● Aim
Copy the listing from the line with "indicate the overgrown" up to and including the line with "column 177, row 99", substituting "mark" for every "indicate" and leaving all else unchanged.

● Dataset content

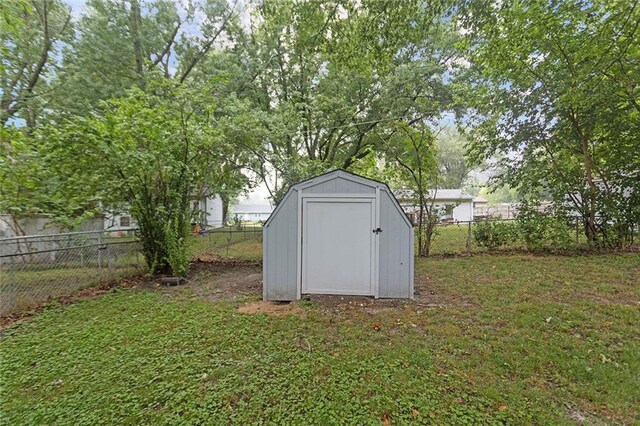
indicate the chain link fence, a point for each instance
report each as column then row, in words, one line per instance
column 34, row 269
column 237, row 242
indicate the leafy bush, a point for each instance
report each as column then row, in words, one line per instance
column 177, row 250
column 543, row 230
column 495, row 234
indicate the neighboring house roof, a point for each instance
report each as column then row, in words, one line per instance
column 436, row 194
column 251, row 208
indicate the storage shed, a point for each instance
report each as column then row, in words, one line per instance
column 338, row 233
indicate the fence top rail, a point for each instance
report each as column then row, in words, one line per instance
column 64, row 234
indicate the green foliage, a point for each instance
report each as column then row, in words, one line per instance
column 554, row 102
column 177, row 246
column 330, row 76
column 454, row 169
column 411, row 153
column 31, row 36
column 512, row 325
column 545, row 230
column 153, row 152
column 495, row 234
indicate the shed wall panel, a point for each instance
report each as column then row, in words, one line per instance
column 340, row 186
column 280, row 254
column 395, row 251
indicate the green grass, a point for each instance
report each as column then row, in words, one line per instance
column 491, row 339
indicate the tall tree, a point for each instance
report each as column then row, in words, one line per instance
column 412, row 153
column 555, row 88
column 125, row 44
column 330, row 74
column 31, row 36
column 454, row 169
column 151, row 152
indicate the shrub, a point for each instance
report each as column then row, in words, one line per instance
column 542, row 230
column 495, row 234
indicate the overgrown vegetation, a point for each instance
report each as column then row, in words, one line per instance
column 148, row 106
column 509, row 339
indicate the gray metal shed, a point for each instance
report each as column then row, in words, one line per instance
column 338, row 233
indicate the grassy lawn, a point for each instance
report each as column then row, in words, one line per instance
column 490, row 339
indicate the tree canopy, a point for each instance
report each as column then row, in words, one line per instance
column 177, row 99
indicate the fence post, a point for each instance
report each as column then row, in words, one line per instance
column 11, row 288
column 100, row 257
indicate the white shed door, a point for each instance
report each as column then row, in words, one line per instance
column 337, row 246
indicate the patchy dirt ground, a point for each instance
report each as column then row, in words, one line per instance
column 272, row 308
column 213, row 281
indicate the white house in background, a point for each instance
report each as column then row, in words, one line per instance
column 119, row 221
column 454, row 204
column 210, row 208
column 480, row 205
column 251, row 212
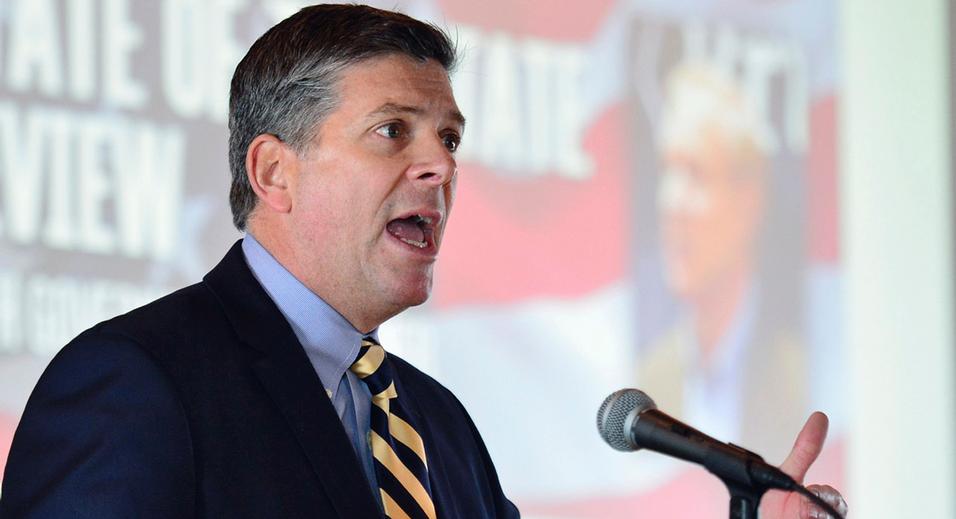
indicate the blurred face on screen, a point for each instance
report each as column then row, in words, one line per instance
column 710, row 203
column 374, row 189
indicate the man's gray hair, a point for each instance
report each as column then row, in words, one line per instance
column 286, row 84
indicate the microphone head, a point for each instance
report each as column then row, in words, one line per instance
column 612, row 416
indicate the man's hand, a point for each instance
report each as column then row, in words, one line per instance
column 791, row 505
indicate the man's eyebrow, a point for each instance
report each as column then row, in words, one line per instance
column 394, row 109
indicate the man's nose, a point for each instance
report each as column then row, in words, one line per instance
column 434, row 164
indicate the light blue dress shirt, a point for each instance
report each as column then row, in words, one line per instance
column 329, row 340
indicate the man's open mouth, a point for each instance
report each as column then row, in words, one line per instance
column 415, row 230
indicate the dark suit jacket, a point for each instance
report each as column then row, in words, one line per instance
column 204, row 404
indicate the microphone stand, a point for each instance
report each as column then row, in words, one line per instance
column 744, row 501
column 745, row 489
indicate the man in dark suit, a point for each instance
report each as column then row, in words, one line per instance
column 234, row 397
column 261, row 391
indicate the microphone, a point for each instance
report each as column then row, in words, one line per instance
column 628, row 420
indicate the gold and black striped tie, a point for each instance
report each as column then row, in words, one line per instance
column 399, row 453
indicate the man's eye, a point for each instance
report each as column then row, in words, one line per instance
column 451, row 142
column 390, row 130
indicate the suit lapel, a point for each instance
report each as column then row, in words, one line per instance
column 291, row 382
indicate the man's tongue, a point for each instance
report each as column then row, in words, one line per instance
column 406, row 229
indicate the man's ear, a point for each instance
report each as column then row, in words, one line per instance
column 270, row 166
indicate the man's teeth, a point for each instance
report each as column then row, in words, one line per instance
column 419, row 244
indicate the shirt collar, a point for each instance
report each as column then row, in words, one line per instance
column 329, row 340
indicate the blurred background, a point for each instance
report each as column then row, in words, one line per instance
column 742, row 207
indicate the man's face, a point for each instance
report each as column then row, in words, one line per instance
column 373, row 191
column 709, row 213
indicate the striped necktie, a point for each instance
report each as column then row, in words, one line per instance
column 400, row 465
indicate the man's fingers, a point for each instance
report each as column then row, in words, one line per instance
column 807, row 447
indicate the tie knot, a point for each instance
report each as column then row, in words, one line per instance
column 371, row 366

● Solution below
mark the overgrown vegetation, a point for each instance
report each as column then row, in words, one line per instance
column 148, row 106
column 509, row 339
mark the gray metal shed, a point for each instance
report each as column then row, in words, one line per instance
column 338, row 233
mark the grassy lawn, a point for each instance
report each as column then row, in words, one line per instance
column 490, row 339
mark the tree canopy, a point for each instance
report each as column then row, in words, one line per instance
column 177, row 99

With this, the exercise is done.